* Given task *
Can you continue the sermon on Zechariah and praise, starting after its last sentence?

----- Document passage -----

Emery was sick, so I wasn’t able to give this sermon. But here’s the one I wrote for the past Sunday based on the reflections I shared earlier in the week.
In 1969, Rabbi Abraham Joshua Heschel gave a lecture on prayer, insisting that prayer at its heart is song—delighted, admiring praise:
First we praise, then we believe… To worship is to join the cosmos in praising God. The whole cosmos, every living being sings, the Psalmists insist… We live for the sake of a song. We praise for the privilege of being… At the beginning was the song, and praise is humanity’s response to the never-ending beginning.
Luke’s Gospel opens with the story of a surprise. The priest Zechariah, who, like his wife, is honorable and irreproachable—but nonetheless childless and “well-stricken in years”—, stands at the altar of incense, dutifully offering his “sacrifice of praise.” Suddenly, the angel of the Lord interrupts his prayers, terrible in glory, shining with the word of assurance and promise (Lk 1:13-17):
Do not be afraid, Zechariah, for your prayer has been heard. Your wife Elizabeth will bear you a son, and you will name him John. You will have joy and gladness, and many will rejoice at his birth, for he will be great in the sight of the Lord. He must never drink wine or strong drink; even before his birth he will be filled with the Holy Spirit. He will turn many of the people of Israel to the Lord their God. With the spirit and power of Elijah he will go before him, to turn the hearts of parents to their children, and the disobedient to the wisdom of the righteous, to make ready a people prepared for the Lord.
We expect elation, a song of thanksgiving. But Zechariah is only frightened, unbelieving: “How will I know that this is so? For I am an old man, and my wife is getting on in years” (Lk 1:18). He has lived a blameless life. He is a man of prayer. He is truly righteous. Yet, in the moment of truth, he staggers. The only answer he is given for his question is a word of reproof: “But now, because you did not believe my words, which will be fulfilled in their time, you will become mute, unable to speak, until the day these things occur” (Lk 1:20).

----- Available data -----

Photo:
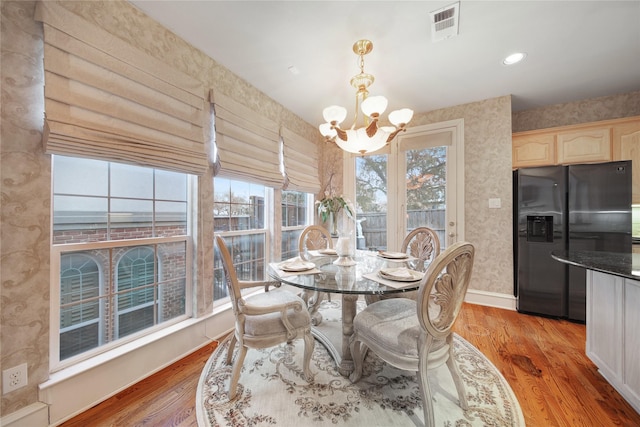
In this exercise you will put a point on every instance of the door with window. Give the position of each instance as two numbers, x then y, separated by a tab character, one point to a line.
417	180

-----

* Exercise result *
It’s tempting to be frightened by Zechariah’s doubting. If someone so loyal, so proven can fall so suddenly into disbelief, then what of you or me? But perhaps his doubts should not surprise us? Perhaps it is precisely because he is so devout and so mature that he responds as he does? Perhaps those who are closest to God are most at risk of acting in ways least like God?
In one sense, of course, Zechariah’s doubts hardly seem to matter. Gabriel assures him that despite his wavering the promise will be fulfilled in its time. And we should not be surprised by this: the Creator Spirit is not so easily stymied, after all! But if his doubts did not matter, then why does judgment fall on him?
Long before, Malachi had prophesied the coming of the Lord as the falling of judgment:
See, I am sending my messenger to prepare the way before me, and the Lord whom you seek will suddenly come to his temple. The messenger of the covenant in whom you delight—indeed, he is coming, says the Lord of hosts. But who can endure the day of his coming, and who can stand when he appears? For he is like a refiner’s fire and like fullers’ soap; he will sit as a refiner and purifier of silver, and he will purify the descendants of Levi and refine them like gold and silver, until they present offerings to the Lord in righteousness. Then the offering of Judah and Jerusalem will be pleasing to the Lord as in the days of old and as in former years. Then I will draw near to you for judgement… (Mal. 3:1-5).
We cannot overstate this truth: the Spirit truly is graceful—always exactly as forceful or as gentle as we need, undoing all that is not-right without in any way harming us. When needed, God comes as a refiner’s fire, raging away every vestige of corruption and impurity. But God also most often comes as fuller’s soap, washing away the stains—always without tearing the fabric of our lives, without wearing us thin. God’s work can be violent at times, but it never violates. And so he comes to Zechariah, not as fire but as soap.
Still, we have to ask why Zechariah is punished at all. Mary responds to Gabriel’s promise with a similar question— “How can this be, since I am a virgin?” (Lk. 1.34)—and she is given an explanation! Zechariah is punished—remember this word, I’ll come back to it in a moment—because he, a priest in Israel, standing at the altar, has forgotten his story, the truth of his past, and so is offering unmindful, forgetful prayers.
Israel’s history, remember, is made possible only by God’s faithfulness to the agéd and hopeless, the pathetic and the barren. If there are mothers in Israel, if there are fathers, it is only because God is the God of the impossible. This is why the psalmist dances: “He gives the barren woman a home, making her the joyous mother of children. Praise the Lord” (Ps. 113:9). And this is why the prophet erupts in praise: “Sing, O barren one who did not bear; burst into song and shout, you who have not been in labor! For the children of the desolate woman will be more than the children of her that is married, says the Lord” (Isa. 54.1).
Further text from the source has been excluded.